PROBLEM STATEMENT:
From the coal supply chain roundtable, copy word for word the passage that begins at "Bede Boyle: We" and ends after "coal producing regions?".

SELECTED PASSAGE:
= = =

Logistics experts agree that the many players in Australia’s largest coal supply chains must collaborate and move forward to solve capacity constraints. Australian Mining hosts a roundtable discussion to get closest to the action.

Daniel Hall: How has the relationship between government, the mining industry, and key logistics suppliers changed through the boom and bust cycle of the last 20 years?

Bede Boyle: We had a major downturn in 1999 and that stalled investment. And then, although there was a bit of a reprieve in 2001-02, by 2003 our steam coal price was the lowest that it had been for 20 years. Nobody was proposing major investment in infrastructure at that time. When the resources boom started in 2004, it took off from the lowest base for 20 years. It caught everybody by surprise. And that has been the big problem that the industry, the government, and the service providers have faced.

Hall: How has this affected coal supply chains in Australias coal producing regions?

Boyle: We have been in a situation where the producer’s demand for throughput, underpinned by strong buying, has meant that the demand for throughput exceeds the capacity of the infrastructure to supply it.

Neil Buckley: The other thing to happen during that period, with respect to rail, has been open access and competition issues. We now have a situation where below rail infrastructure is regulated, and above rail is subject to competition. That has changed the dynamics in terms of Queensland.

Boyle: Around 2003-04, rail freights were negotiated in Queensland. The investment on Dalrymple Bay went before the Australian Competition Tribunal. Those investments were made at the lowest point in the coal price cycle, and I think Queensland Rail confirm this. They have said that pricing structure did not give them enough room for future investment. The same thing was said by the Australian Rail Track Corporation chief executive at the time. With those negotiations, at that time, there was no margin in the contracts that would allow forward investment.

Buckley: There is a difference between boom and bust. In boom, the focus is on capacity, and prices become secondary. When you are in a bust cycle, the focus is on cost and asset efficiency. Suppliers were being hammered over costs. Coal companies were looking for every 20 cents they could find in a freight rate port handling charge. That put the focus on sweating the assets and working them harder. Things suddenly took off.

Peter Morris: It is easy in retrospect to see where China had come from. Nobody realised what was happening in China, and the industrial expansion that was going ahead. China under its 10th five-year plan had actually been aiming to increase its coal exports. It was exporting something like 5% to 6% of its production. That had happened over a three or four year period. Suddenly, at the beginning of 2004, the government decided to remove its incentive, and to prefer to have that coal used for domestic use. China was exporting perhaps 80 million tonnes or more, and suddenly it was moving to take that off the market. At the same time we saw bulk carrier prices shoot up because it wasn’t just coal that was booming. Iron ore had taken off a quarter before, and there was a need for more bulk carriers. The Chinese themselves needed bulk carriers to move coal around the coast, and iron ore. They are actually moving more coal now than we export. It is huge quantities. So those bulk carriers have been removed from the international market. Around 2004, the Koreans decided that they should be buying more on the spot market than on the contract market, because for so many years contract prices had actually been above spot prices. Unfortunately, that coincided with what was happening with China. At the same time we had some major weather events in Indonesia. That coalesced and suddenly ships were lining up off Newcastle, because this demand had taken off.

= = =

Collected data entries:
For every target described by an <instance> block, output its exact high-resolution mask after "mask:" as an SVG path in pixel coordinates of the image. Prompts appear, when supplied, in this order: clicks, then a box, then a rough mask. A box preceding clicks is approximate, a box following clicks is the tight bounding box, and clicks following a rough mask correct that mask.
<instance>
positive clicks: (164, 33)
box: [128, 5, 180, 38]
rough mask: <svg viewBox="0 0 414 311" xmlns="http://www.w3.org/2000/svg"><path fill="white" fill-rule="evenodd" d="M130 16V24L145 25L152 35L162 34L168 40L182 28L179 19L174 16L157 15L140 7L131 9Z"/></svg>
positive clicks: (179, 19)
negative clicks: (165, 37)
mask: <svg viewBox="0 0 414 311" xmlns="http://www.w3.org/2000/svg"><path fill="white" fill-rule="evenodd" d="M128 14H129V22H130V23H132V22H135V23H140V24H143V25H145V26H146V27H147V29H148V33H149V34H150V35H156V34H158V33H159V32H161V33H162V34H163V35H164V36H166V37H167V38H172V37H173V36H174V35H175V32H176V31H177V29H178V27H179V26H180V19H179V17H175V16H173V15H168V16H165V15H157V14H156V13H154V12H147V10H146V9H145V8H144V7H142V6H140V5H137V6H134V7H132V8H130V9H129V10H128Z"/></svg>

= = =

TASK ANSWER:
Bede Boyle: We had a major downturn in 1999 and that stalled investment. And then, although there was a bit of a reprieve in 2001-02, by 2003 our steam coal price was the lowest that it had been for 20 years. Nobody was proposing major investment in infrastructure at that time. When the resources boom started in 2004, it took off from the lowest base for 20 years. It caught everybody by surprise. And that has been the big problem that the industry, the government, and the service providers have faced.

Hall: How has this affected coal supply chains in Australias coal producing regions?